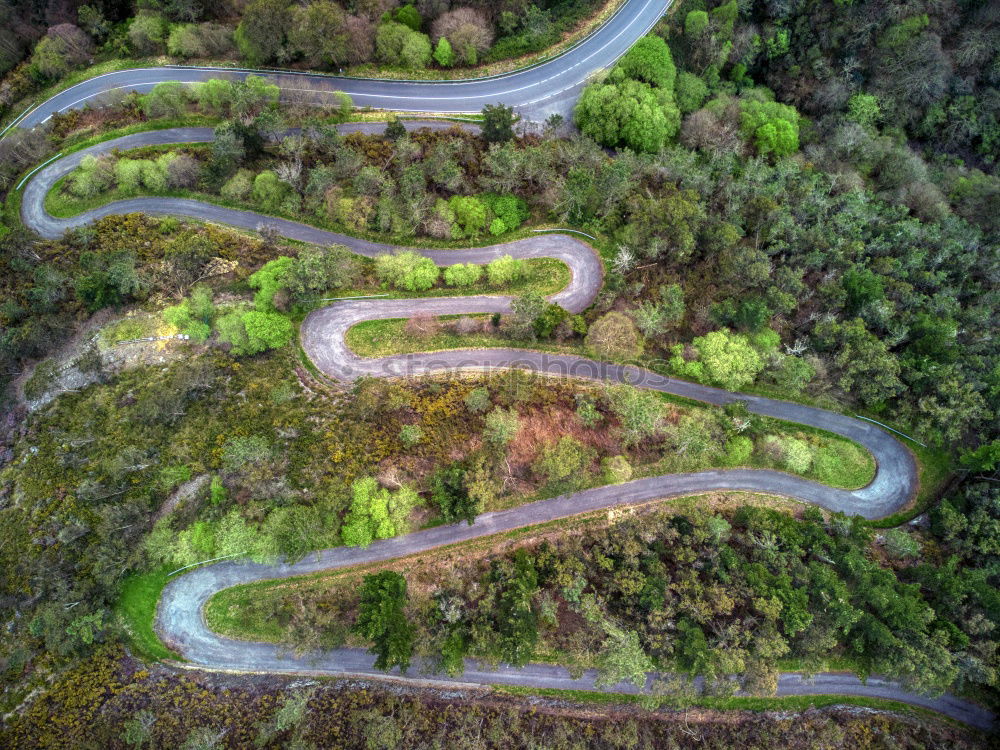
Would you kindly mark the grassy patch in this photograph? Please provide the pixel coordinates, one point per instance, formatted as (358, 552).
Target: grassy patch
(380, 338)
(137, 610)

---

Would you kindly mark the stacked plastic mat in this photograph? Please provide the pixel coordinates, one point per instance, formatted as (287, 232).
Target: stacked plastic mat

---

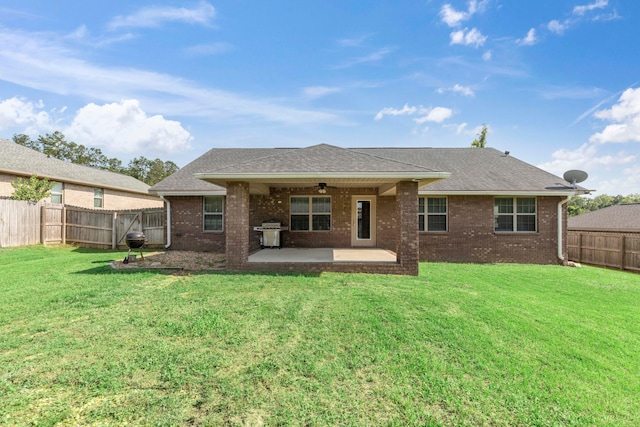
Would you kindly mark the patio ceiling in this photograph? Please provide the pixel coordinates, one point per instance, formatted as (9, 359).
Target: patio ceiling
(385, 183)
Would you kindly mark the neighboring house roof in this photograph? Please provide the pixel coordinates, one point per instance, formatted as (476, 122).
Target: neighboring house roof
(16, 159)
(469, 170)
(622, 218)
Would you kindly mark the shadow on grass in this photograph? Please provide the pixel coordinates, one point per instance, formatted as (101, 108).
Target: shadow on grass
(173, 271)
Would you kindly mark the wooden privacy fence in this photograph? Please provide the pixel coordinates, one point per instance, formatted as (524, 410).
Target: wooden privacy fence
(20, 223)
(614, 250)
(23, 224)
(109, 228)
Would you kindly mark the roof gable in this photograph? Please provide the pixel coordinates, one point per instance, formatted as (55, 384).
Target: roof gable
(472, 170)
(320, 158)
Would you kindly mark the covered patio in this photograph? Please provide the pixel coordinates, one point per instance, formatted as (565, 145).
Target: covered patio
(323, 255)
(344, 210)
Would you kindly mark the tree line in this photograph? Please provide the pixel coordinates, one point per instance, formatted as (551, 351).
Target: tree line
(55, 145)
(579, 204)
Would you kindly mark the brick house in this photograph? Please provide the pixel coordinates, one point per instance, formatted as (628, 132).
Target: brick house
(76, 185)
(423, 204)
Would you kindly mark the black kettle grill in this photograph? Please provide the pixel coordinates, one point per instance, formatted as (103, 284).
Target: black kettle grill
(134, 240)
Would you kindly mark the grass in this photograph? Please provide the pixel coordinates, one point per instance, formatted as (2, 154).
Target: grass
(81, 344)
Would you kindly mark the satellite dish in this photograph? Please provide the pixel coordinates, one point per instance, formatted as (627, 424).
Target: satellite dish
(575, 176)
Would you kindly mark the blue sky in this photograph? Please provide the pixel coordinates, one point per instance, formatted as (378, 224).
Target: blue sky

Given request: Which lines in the rows above contain the string "grill"? List every such line in full, treating uppercase and lowercase as different.

Exercise response:
Would you kindly mark the black kettle grill in this photograph? Please provide the pixel coordinates, one point per instance, formatted as (103, 284).
Target: black kettle grill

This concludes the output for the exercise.